(Beginning of Page text)
Tangentially related question: Why do universities like Harvard (who has a ~$60bn endowment) get federal funding at all? Between tuition and donors are they not profitable?
Tangentially related question: Why do universities like Harvard (who has a ~$60bn endowment) get federal funding at all? Between tuition and donors are they not profitable?
Alice is a professor at Harvard. She wants to research some topic. She applies to the NSF for a grant. The NSF says "wow that research sounds awesome and aligned with our priorities" and funds her lab to perform that research. She and the lab perform the research and share it with the scientific community for free.
That's what federal funding for universities looks like.
> She and the lab perform the research and share it with the scientific community for free.
I remember that people advocated quite hard a few years ago to make that last part mandatory, because at the time it wasn't. Universities can claim ownership and patent the discovery. The research was also usually locked behind for-profit publications, thus limiting the research to only those that can afford to pay.
The initiative that I remember asked that government funded research must be published in open access, and that no patents (or other IP) may be created in direct relation to such research.
Did such initiative win and become law?
The journals are often behind paywalls, though more and more research is published open access.
Regardless, researchers share their research with other researchers for free and a huge amount of paywalled papers are actually just available for free on the authors' websites.
It's not funding for student tuitions, rather Harvard research labs bid on research grants just like all universities do. Government sponsored university research since WW2 has been a primary driver of innovation in the US and a key element in the US becoming and maintaining its position as the #1 economy.
(End of Page text)
(Beginning of Information provided)
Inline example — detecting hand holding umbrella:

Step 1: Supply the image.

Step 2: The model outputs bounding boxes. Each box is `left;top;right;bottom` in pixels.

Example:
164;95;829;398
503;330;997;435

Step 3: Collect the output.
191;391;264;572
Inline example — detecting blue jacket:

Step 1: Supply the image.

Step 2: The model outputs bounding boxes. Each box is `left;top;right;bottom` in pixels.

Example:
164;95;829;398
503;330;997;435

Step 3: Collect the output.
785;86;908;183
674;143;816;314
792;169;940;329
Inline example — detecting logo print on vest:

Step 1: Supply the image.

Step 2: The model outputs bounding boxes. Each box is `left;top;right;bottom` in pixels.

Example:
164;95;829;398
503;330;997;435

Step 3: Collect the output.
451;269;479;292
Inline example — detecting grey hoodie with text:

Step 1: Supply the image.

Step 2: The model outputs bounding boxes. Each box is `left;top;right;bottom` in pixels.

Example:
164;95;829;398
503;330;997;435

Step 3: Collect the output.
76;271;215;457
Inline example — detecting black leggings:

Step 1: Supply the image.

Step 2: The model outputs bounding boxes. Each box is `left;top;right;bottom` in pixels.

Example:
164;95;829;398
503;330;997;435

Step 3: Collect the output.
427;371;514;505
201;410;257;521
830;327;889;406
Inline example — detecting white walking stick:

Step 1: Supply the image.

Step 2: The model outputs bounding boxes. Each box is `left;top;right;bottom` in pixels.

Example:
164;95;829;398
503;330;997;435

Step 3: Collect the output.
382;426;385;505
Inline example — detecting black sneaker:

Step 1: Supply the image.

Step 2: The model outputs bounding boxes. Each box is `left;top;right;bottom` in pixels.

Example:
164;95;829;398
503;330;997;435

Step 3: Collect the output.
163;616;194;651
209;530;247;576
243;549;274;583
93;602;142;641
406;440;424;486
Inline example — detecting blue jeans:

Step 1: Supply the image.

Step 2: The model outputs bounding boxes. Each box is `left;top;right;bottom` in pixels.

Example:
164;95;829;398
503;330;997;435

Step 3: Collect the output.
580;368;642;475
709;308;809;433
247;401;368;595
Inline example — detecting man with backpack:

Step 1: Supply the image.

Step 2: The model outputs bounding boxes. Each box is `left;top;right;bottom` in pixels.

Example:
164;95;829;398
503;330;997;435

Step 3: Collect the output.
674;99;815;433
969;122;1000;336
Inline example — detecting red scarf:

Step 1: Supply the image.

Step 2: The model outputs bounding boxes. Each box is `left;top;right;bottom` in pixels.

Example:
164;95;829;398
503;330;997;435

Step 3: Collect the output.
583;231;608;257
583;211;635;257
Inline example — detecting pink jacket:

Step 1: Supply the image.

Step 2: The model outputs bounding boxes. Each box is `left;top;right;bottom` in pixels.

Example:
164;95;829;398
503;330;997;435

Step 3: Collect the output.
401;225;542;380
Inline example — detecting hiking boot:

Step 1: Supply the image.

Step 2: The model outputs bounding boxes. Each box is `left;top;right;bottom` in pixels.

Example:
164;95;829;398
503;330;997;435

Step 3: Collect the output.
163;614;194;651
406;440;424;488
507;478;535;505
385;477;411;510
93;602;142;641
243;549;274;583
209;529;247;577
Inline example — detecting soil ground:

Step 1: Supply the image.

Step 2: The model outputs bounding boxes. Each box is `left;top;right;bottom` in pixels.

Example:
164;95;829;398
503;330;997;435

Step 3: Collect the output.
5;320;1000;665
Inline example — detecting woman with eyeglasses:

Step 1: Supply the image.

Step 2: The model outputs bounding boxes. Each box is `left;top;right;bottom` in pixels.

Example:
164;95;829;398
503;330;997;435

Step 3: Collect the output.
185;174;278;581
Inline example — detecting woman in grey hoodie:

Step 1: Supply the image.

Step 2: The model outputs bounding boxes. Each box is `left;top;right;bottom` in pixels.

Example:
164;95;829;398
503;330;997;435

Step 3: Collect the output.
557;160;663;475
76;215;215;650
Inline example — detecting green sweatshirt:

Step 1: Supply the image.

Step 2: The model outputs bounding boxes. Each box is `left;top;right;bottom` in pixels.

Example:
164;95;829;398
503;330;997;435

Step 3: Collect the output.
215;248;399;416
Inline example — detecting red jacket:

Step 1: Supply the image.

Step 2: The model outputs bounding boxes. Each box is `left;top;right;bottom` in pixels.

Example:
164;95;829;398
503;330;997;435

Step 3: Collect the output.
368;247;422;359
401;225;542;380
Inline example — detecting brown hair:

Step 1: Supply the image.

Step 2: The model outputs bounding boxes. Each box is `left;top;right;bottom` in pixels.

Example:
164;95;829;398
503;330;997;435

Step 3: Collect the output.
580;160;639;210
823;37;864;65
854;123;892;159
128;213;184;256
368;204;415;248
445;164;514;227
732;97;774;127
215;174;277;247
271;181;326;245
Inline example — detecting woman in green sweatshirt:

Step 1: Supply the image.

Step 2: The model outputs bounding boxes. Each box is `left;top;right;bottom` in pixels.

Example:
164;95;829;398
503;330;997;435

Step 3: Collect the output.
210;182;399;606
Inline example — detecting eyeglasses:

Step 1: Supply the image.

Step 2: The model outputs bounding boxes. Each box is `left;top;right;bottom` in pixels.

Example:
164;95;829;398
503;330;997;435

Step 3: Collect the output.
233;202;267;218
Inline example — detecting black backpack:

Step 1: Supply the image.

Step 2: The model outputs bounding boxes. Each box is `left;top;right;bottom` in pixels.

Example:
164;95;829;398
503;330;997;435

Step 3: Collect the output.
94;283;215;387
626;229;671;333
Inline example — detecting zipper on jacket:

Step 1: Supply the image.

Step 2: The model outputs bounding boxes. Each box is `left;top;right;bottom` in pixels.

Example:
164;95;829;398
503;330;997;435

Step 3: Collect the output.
(End of Information provided)
### Directions
(1) In the discussion of federal funding for universities, rewrite the paragraph beginning "It's not funding for student tuitions" more briefly, keeping its main facts.
(2) From the discussion of federal funding for universities, return everything from "The initiative that" down to "and become law?", copied verbatim.

### Responses in order
(1) The funding does not pay student tuition. Harvard's research labs compete for research grants like every other university. Since World War II, government-sponsored university research has been a primary driver of US innovation. It has also been key to the US becoming and remaining the top economy.

(2)
The initiative that I remember asked that government funded research must be published in open access, and that no patents (or other IP) may be created in direct relation to such research.
Did such initiative win and become law?